• NOG TE DOEN
1. Binnen welke termijn moet een vreemdeling volgens het tekstfragment over te late indiening van de aanvraag die aanvraag indienen nadat de inwilligende beschikking bekend is gemaakt, zodat de te late indiening hem niet kan worden toegerekend?
2. Schrijf een vervolg op het tekstfragment over te late indiening van de aanvraag, te beginnen na de laatste zin ervan.

Aangezien het merendeel van de achtergelaten vreemdelingen vrouw is, wordt in de voorgaande passage gerept van achtergelaten vrouwen. Vanzelfsprekend kunnen ook mannen en minderjarigen een beroep doen op de omstandigheid dat zij zijn achtergelaten.
Bij omstandigheden waardoor de te late indiening van de aanvraag niet aan de vreemdeling toe te rekenen zou kunnen zijn, kan tevens worden gedacht aan de situatie waarbij de vreemdeling met terugwerkende kracht een verblijfsvergunning wordt verleend, waarbij de geldigheidsduur van de vergunning op het moment dat de inwilligende beschikking bekend wordt gemaakt reeds is geëindigd, omdat geen gebruik gemaakt kon worden van de met artikel 3.67, tweede lid, Vreemdelingenbesluit gegeven bevoegdheid. Indien de vreemdeling in dit geval de aanvraag indient binnen zes maanden nadat de inwilligende beschikking bekend is gemaakt, kan de vreemdeling niet worden toegerekend dat hij de aanvraag niet heeft ingediend voordat de geldigheidsduur van de verblijfsvergunning eindigde.
Uiteraard zijn de twee hiervoor genoemde voorbeelden niet de enige situaties waarin sprake is van omstandigheden waardoor de te late indiening van de aanvraag niet aan de vreemdeling toe te rekenen zou kunnen zijn.

(Voorbeelden van maskerlabeling)
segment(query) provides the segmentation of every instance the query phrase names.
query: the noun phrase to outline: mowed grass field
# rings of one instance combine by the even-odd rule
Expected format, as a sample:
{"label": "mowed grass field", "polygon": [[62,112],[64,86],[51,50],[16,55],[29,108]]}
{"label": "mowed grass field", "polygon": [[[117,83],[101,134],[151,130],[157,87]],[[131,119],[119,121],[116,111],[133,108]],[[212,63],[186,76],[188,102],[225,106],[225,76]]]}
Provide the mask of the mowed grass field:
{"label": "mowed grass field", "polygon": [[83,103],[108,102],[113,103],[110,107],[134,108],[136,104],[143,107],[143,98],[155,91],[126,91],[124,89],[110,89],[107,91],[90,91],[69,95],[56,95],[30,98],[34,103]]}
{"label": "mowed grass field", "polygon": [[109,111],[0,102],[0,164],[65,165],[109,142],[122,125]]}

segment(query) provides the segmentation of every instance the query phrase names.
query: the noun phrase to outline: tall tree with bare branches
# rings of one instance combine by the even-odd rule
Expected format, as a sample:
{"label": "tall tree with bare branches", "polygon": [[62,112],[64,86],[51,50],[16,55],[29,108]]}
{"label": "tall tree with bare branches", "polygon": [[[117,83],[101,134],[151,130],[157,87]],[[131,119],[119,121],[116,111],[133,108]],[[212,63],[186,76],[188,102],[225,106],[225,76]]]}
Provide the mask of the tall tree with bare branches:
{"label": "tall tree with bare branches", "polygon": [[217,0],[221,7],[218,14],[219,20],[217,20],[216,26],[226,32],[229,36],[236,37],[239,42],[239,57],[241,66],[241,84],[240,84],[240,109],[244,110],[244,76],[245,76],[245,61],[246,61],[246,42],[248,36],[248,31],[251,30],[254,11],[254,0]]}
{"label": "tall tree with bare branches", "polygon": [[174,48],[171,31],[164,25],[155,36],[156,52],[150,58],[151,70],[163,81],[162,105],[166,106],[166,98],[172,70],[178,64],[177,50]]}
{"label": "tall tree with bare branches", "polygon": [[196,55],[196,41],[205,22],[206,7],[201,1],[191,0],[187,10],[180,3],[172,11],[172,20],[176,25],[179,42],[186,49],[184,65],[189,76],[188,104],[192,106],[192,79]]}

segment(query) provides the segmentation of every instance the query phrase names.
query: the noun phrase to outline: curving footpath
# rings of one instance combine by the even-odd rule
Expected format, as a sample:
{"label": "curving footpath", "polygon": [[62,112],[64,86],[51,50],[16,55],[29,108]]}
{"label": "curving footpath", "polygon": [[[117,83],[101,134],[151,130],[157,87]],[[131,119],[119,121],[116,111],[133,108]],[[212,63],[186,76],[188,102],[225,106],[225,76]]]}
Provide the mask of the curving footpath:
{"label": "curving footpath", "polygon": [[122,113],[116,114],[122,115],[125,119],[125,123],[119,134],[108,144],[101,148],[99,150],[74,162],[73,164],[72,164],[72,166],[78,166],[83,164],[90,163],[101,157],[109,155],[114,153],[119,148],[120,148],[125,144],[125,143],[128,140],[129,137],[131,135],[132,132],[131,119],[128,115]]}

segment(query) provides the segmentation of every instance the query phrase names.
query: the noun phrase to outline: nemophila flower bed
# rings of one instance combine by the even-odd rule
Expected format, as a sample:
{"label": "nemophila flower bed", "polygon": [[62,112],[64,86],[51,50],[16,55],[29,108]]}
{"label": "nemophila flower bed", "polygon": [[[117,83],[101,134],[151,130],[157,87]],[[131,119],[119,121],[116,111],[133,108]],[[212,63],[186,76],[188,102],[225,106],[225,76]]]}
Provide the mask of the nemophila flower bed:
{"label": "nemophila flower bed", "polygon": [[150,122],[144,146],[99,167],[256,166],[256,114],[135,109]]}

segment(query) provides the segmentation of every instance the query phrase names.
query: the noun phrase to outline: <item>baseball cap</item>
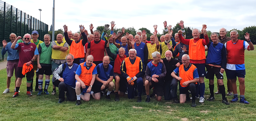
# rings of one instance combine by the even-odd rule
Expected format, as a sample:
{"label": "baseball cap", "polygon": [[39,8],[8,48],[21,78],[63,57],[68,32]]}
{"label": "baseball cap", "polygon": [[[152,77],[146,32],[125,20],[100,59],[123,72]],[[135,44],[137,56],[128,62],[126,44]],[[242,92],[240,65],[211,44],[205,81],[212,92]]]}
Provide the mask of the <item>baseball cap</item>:
{"label": "baseball cap", "polygon": [[38,34],[38,35],[39,35],[39,34],[38,34],[38,32],[37,32],[37,31],[36,31],[36,30],[34,30],[34,31],[33,31],[32,32],[32,34],[33,35],[33,34]]}

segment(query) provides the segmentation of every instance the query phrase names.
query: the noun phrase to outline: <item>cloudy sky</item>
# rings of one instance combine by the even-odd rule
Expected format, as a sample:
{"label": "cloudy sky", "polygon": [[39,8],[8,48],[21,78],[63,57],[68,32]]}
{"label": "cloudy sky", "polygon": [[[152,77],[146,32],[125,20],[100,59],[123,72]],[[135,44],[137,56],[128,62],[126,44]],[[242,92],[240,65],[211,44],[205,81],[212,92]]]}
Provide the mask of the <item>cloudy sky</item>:
{"label": "cloudy sky", "polygon": [[[53,0],[1,0],[38,19],[38,9],[42,9],[41,20],[50,26],[52,23]],[[138,30],[144,27],[154,30],[158,25],[162,33],[163,22],[173,27],[180,20],[185,26],[202,28],[218,32],[221,28],[229,30],[241,30],[255,24],[256,0],[55,0],[55,30],[63,29],[64,24],[69,30],[76,32],[79,25],[89,31],[89,25],[95,26],[110,24],[116,27],[134,27]]]}

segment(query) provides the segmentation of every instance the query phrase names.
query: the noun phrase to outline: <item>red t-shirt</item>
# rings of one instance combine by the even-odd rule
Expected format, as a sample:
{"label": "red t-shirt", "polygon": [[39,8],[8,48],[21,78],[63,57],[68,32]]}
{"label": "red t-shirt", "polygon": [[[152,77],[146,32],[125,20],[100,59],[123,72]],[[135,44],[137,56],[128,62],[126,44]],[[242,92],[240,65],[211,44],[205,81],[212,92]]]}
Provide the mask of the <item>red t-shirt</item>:
{"label": "red t-shirt", "polygon": [[[16,46],[15,46],[15,47]],[[38,54],[36,46],[32,43],[28,44],[25,44],[24,43],[20,43],[15,49],[18,50],[20,55],[18,67],[22,67],[24,63],[29,62],[32,59],[35,54]],[[33,65],[33,63],[32,62],[31,64]]]}

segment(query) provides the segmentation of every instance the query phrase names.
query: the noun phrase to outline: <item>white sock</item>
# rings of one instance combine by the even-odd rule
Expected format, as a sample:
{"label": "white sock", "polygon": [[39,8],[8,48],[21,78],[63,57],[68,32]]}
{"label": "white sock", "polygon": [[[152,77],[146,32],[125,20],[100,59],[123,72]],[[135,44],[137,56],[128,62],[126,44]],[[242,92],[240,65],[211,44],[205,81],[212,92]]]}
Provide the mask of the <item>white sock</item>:
{"label": "white sock", "polygon": [[107,95],[110,95],[111,92],[111,91],[108,91],[108,92],[107,93]]}
{"label": "white sock", "polygon": [[81,100],[81,97],[80,97],[80,96],[81,95],[81,94],[79,95],[76,95],[76,99],[77,100]]}

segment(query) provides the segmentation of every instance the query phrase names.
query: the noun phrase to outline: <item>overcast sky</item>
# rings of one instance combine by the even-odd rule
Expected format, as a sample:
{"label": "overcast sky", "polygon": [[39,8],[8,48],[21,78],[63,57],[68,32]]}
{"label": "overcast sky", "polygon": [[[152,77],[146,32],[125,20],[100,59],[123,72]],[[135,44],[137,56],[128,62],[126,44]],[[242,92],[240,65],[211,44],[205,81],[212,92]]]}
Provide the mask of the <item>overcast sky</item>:
{"label": "overcast sky", "polygon": [[[49,25],[52,23],[53,0],[1,0],[23,12],[40,19]],[[83,25],[90,31],[89,25],[95,26],[110,24],[114,21],[117,28],[133,26],[137,30],[146,28],[154,31],[158,25],[162,33],[163,22],[173,27],[180,20],[185,26],[201,30],[206,24],[207,30],[218,32],[242,30],[256,23],[256,0],[55,0],[55,30],[63,29],[77,32]]]}

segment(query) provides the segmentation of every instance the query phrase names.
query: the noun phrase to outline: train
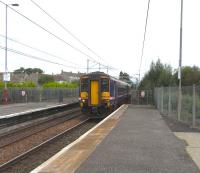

• RESULTATEN PER TAAK
1. Binnen zes maanden nadat de inwilligende beschikking bekend is gemaakt.

2.
De aanvraag tot het verlenen, het verlengen of wijzigen van een verblijfsvergunning die is ontvangen nadat de geldigheidsduur van de eerdere verblijfsvergunning is afgelopen dan wel nadat de eerdere verblijfsvergunning is ingetrokken dan wel nadat het verblijf als Nederlander is geëigend, maar waarbij sprake is van feiten en omstandigheden waardoor de te late indiening van de aanvraag niet aan de vreemdeling is toe te rekenen, wordt getoetst aan de voorwaarden voor voortgezet verblijf (artikel 3.80, eerste lid, Vreemdelingenbesluit). De vergunning kan met terugwerkende kracht worden verleend (artikel 26, derde lid, Vreemdelingenwet).
Niet-tijdig, maar binnen de redelijke termijn
De aanvraag tot het verlenen, het verlengen of het wijzigen van een verblijfsvergunning die is ontvangen nadat de geldigheidsduur van de eerdere verblijfsvergunning is afgelopen dan wel nadat de eerdere verblijfsvergunning is ingetrokken dan wel nadat het verblijf als Nederlander is geëindigd, maar die nog wel is ontvangen binnen de redelijke termijn van zes maanden, wordt getoetst aan de voorwaarden voor voortgezet verblijf (artikel 3.82, eerste lid, Vreemdelingenbesluit). De redelijke termijn van zes maanden vangt aan op de dag waarop het rechtmatig verblijf, bedoeld in artikel 8, onder a tot en met e, dan wel l, Vreemdelingenwet, of als Nederlander is geëindigd.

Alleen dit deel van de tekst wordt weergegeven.